Listen to the podcast episode here: https://anchor.fm/britclarkson
13: Only You Get to Decide Who You Are (breaking free from the labels you’ve been given). – I Get To
Today, release the versions of you that you’ve been told you are. Release the beliefs others have put on you, the expectations other have put on you. You only have a responsibility to show up as exactly who you are.
No one else gets to decide who you are. They have no authority to decide your identity, no place t cast judgement and what they believe about you is simply none of your business. What others think has no power over you, thoughts are just ideas and only carry what meaning you put on them.
I always hated being labeled lazy or cold hearted – those didn’t feel true to me, but they matched my behaviors, so I believed them… I believed I hated people and was better off alone because I was an introvert. I believed I was cold hearted and lacked empathy because I couldn’t handle being around sad people. I believed I was lazy because I couldn’t bring myself to do chores as a teenager. I was wrong to believe these things.
At one time, I was a bit of a jerk. I blamed that on my introvert. I stayed home and avoided time with friends because I “hated people.” Now that I’ve spent years in self discovery I’ve learned a few things: I had General Anxiety Disorder, I have Sensory Overload, I need time to recharge alone after spending time with others, and everyone is doing the best they can with what they have and deserve grace and patience.
In case no one’s told you – being an introvert doesn’t mean you should spend all your time alone. It simply means you need to prioritize alone time to recover and reenergize after spending time with people. Guard your energy, guard your heart, but that doesn’t mean a life of strict solitude.
Just because someone puts a label on you, doesn’t mean you have to fit into that box.
As a teen, I was called lazy pretty often for not helping out at home. I believed it until I started working outside the home and realized I have an amazingly helpful work ethic. I’m just no good at cleaning and we only did chores once a month so it would get really overwhelming to be given a list of 20 things and only one day to do them. I was also given heavily chemical filled products for cleaning and I am highly sensitive to fragrance – it gives me an instant headache.
I’ve spent most of my adult life overcoming this hatred of cleaning and home care that I had developed – keep an eye out in the future for an in depth “how to” on curating home care routines that help you clean from a place of love.
Check out this post: Episode 68: How to Not Hate Housework – 3 Practical Tips to Almost Enjoy Cleaning
If it wasn’t laziness, what was stopping me? Overwhelm and perfectionism.

[WRITTEN PROBLEM 1] In the entries, change "screenshot" to "image" from the line with "Where exactly is the stone cross" to the end of the entries, leaving everything else as it is, and give back only those lines.
The podcast post above and the entries after it have no connection to each other.

[AVAILABLE RECORDS]

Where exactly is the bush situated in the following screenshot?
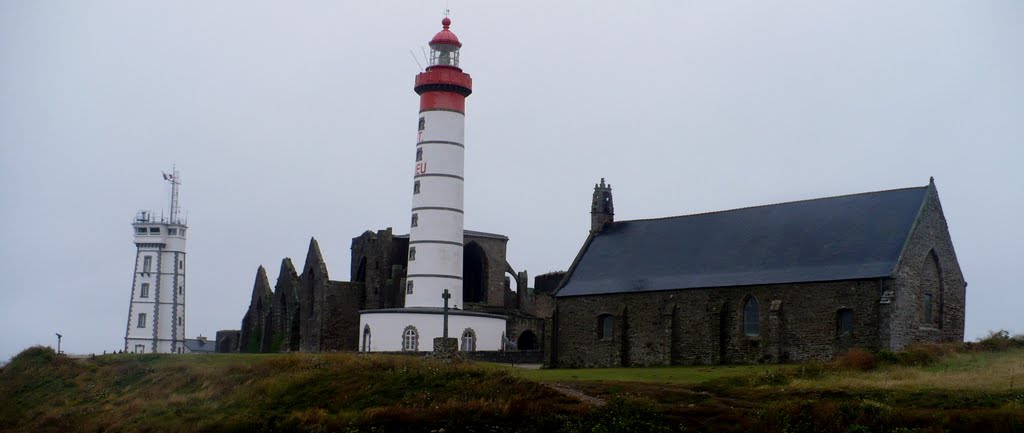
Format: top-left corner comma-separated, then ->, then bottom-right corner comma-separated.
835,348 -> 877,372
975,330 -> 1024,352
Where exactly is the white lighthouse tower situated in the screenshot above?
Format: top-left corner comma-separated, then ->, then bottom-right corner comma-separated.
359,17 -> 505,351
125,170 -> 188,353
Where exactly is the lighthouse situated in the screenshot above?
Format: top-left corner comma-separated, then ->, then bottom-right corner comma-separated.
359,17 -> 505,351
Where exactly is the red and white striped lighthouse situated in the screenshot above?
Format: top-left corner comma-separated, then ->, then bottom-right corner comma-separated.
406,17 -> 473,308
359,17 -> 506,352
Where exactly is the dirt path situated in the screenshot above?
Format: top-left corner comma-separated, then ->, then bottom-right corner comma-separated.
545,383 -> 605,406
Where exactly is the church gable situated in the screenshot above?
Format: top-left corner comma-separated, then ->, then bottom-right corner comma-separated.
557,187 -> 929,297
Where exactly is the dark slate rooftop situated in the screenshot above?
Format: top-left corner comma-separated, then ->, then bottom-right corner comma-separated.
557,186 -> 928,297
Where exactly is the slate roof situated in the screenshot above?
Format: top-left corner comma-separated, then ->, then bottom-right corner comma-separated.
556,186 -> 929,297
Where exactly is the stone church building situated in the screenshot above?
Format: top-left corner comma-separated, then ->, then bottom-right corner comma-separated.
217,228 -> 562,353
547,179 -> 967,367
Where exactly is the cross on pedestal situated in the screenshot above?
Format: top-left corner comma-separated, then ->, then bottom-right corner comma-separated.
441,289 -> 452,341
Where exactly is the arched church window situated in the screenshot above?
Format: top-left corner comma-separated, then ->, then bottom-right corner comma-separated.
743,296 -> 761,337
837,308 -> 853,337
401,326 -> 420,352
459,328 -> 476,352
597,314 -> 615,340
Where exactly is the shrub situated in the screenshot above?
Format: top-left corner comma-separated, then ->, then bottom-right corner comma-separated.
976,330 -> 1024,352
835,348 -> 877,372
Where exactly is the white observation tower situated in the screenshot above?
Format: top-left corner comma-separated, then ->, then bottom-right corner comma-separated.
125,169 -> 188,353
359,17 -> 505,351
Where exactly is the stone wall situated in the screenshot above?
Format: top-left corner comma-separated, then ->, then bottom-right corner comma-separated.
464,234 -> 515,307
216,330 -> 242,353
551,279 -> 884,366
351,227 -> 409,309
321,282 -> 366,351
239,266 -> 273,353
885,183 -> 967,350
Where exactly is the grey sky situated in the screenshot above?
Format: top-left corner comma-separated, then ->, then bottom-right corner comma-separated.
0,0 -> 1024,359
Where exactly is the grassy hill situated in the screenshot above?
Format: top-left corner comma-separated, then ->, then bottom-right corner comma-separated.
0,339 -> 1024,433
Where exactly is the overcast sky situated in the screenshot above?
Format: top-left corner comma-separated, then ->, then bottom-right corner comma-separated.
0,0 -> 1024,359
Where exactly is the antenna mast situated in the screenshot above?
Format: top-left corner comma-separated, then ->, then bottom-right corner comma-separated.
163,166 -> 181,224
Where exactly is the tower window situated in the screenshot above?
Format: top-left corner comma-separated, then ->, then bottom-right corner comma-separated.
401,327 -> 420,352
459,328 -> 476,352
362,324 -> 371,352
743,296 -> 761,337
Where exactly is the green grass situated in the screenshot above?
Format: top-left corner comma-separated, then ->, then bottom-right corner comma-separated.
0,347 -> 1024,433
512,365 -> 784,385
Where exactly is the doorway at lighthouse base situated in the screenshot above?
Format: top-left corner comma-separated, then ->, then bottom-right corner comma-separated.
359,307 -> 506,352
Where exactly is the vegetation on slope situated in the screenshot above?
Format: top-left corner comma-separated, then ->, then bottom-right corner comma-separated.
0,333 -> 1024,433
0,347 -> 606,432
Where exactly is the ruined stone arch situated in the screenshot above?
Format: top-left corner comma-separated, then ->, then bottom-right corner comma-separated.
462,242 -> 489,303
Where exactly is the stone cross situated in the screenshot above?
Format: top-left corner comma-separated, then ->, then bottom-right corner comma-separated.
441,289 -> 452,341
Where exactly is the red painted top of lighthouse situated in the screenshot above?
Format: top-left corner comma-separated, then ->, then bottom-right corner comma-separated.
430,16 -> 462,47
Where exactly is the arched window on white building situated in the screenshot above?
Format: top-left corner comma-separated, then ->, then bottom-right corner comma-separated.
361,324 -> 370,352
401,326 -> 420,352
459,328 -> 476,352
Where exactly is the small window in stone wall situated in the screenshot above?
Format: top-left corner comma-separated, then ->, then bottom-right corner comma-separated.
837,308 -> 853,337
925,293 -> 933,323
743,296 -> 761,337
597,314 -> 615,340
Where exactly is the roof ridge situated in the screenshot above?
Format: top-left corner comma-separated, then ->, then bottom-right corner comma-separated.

[WRITTEN PROBLEM 2] Copy the podcast post word for word from "Listen to the" to "put on them.".

[CORRECT OUTPUT 1]
Where exactly is the stone cross situated in the image above?
Format: top-left corner comma-separated, then ->, then bottom-right corner comma-separated.
441,289 -> 452,341
Where exactly is the red painted top of lighthouse situated in the image above?
Format: top-left corner comma-separated, then ->, then bottom-right corner comma-separated.
430,16 -> 462,47
Where exactly is the arched window on white building situated in the image above?
Format: top-left corner comma-separated, then ->, then bottom-right corner comma-separated.
361,324 -> 370,352
401,326 -> 420,352
459,328 -> 476,352
Where exactly is the small window in stone wall situated in the image above?
Format: top-left corner comma-separated, then ->, then bottom-right corner comma-separated.
837,308 -> 853,337
925,293 -> 933,323
743,296 -> 761,337
597,314 -> 615,340
Where exactly is the roof ridge situated in the image above?
Format: top-left corner comma-separated, then ->, then bottom-right corner comma-separated.

[CORRECT OUTPUT 2]
Listen to the podcast episode here: https://anchor.fm/britclarkson
13: Only You Get to Decide Who You Are (breaking free from the labels you’ve been given). – I Get To
Today, release the versions of you that you’ve been told you are. Release the beliefs others have put on you, the expectations other have put on you. You only have a responsibility to show up as exactly who you are.
No one else gets to decide who you are. They have no authority to decide your identity, no place t cast judgement and what they believe about you is simply none of your business. What others think has no power over you, thoughts are just ideas and only carry what meaning you put on them.